### Supplied text
******************************

The epic portrays Hammira as saying that giving his daughter away to an unclean mlechcha was as loathsome as prolonging existence by living on his own flesh. A Jauhar is conducted by all the womenfolk and Hammira is described as throwing himself on the Muslim army. Amir Khushro has also written in Persian about this Jauhar in Ranthambhore.
One Rajput Vaghela queen Kamala Devi who could not commit Jauhar fell into the hands of Allauddin Khalji. She was captured and married forcibly to Khalji. When her daughter, the ravishingly beautiful Deval Devi grew older, she was married to Khalji’s son Khizr Khan and one by one, two brothers of Khizr Khan captured and married Deval Devi after a series of brutal wars.
Flourishing slave markets in the Muslim world
Ostensibly, the main reason for Jauhar-Shaka was to avoid rape, dishonour and enslavement, perhaps even necrophilia by the invading Muslim armies. The horrific accounts of the Arab invasion of Sindh in the eighth century might have been well-known.
The Arabs were the first invaders of India who removed large numbers of its native inhabitants as enslaved captives, according to André Wink in “Al Hind The Making of the Indo-Islamic World”. Referring to the Sind invasion, he also says:
“…invariably numerous women and children were enslaved. The sources insist that now, in dutiful conformity to religious law, ‘the one-fifth of the slaves and spoils’ were set apart for the caliph’s treasury and despatched to Iraq and Syria. The remainder was scattered among the army of Islam. At Rūr, a random 60,000 captives were reduced to slavery. At Brahamanabad 30,000 slaves were allegedly taken. At Multan 6,000. Slave raids continued to be made throughout the late Umayyad period in Sindh, but also much further into Hind, as far as Ujjain and Malwa. The Abbasid governors raided Punjab, where many prisoners and slaves were taken.”
In the 11th century, Sultan Mahmud of Ghazni made a series of plundering attacks on India in which there was mass slaughter and destruction of temples as well as enslavement. Chronicler al Utbi said (about Mahmud’s attack on Raja Jaipal’s kingdom):
“God bestowed upon his friends such amount of booty as was beyond all bounds and all calculation, including five hundred thousand slaves, men and women.” Among the captives were Raja Jaipal, his children, grandchildren, nephews and other relatives who were all driven to the slave markets of Ghazni for selling.

******************************

### Set task 1
Print the part of the text on Jauhar from "The epic portrays" up to and including "Jauhar in Ranthambhore.".
### Set task 2
In the text on Jauhar, what share of the slaves and spoils was set apart for the caliph's treasury?
### Set task 3
Carry the text on Jauhar forward with the next part, starting after its last sentence.
The data after this point comes from a separate source.

### Raw data
******************************

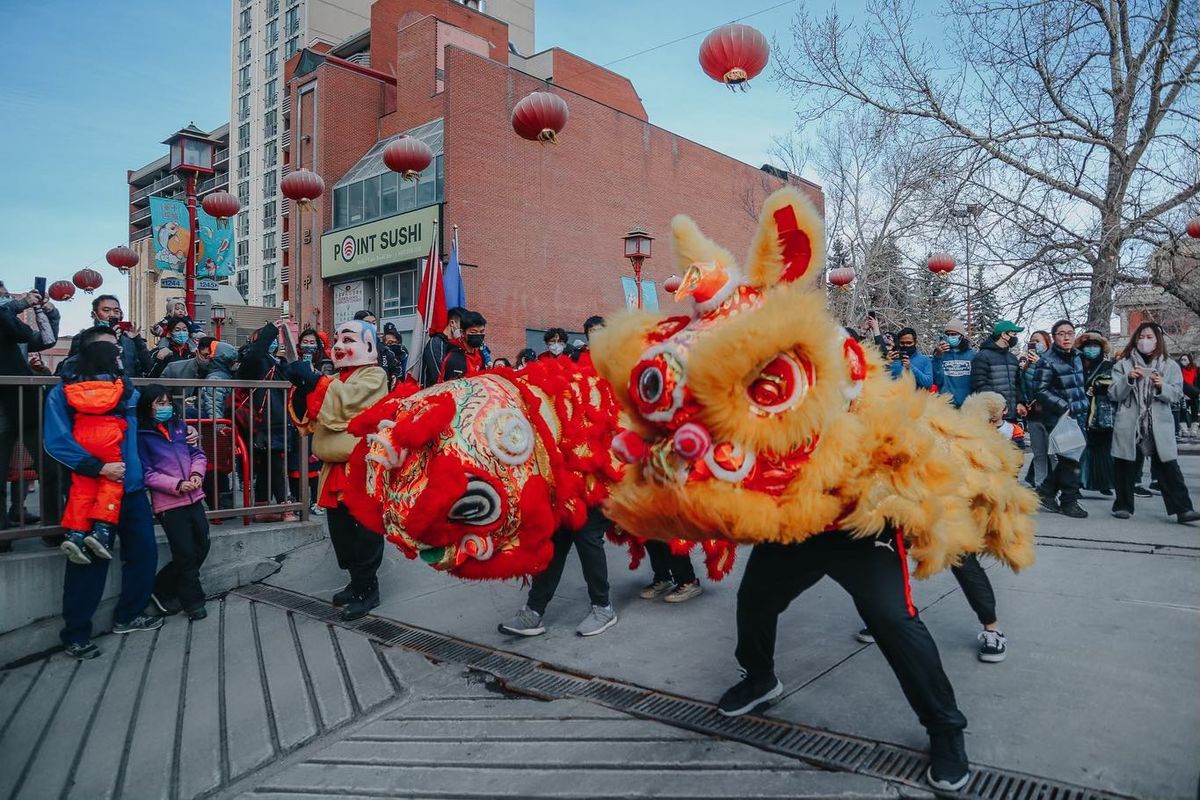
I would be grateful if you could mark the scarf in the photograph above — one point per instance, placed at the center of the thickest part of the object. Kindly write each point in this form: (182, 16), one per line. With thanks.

******************************

### Expected answer 1
The epic portrays Hammira as saying that giving his daughter away to an unclean mlechcha was as loathsome as prolonging existence by living on his own flesh. A Jauhar is conducted by all the womenfolk and Hammira is described as throwing himself on the Muslim army. Amir Khushro has also written in Persian about this Jauhar in Ranthambhore.

### Expected answer 2
One-fifth.

### Expected answer 3
Further, with reference to Mahmud’s attack of Ninduna (Punjab) in 1014, al-Utbi said: “Slaves were so plentiful that they became very cheap; men of respectability in their native land were degraded by becoming slaves of common shopkeepers (in Ghazni).”
After Mahmud’s assault on Thanesar (Haryana), the Muslim army ‘brought 200,000 captives so that the capital appeared like an Indian city; every soldier of the army had several slaves and slave girls,’ testifies chronicler Ferishtah (“qarib do sit hazaar banda”).
The gruesome saga of slave-capturing continued throughout the Muslim rule in India, including the period of Mughals, as recorded by the Muslim historians themselves. Sometimes, the numbers of prisoners were mentioned, at other times they were not, but many sources record with glee that slaves were becoming cheap and plentiful.
If Allauddin Khalji had 50,000 slave boys in his service, then Firoz Shah Tughlaq was noted to have 180,000 of them. Amir Khushrau, the Persian composer said the Turks could seize, buy or sell a Hindu whenever they pleased. Female slaves were seen as a means of increasing the Muslim population of the world. Fresh batches of slaves kept arriving in the slave markets of Delhi.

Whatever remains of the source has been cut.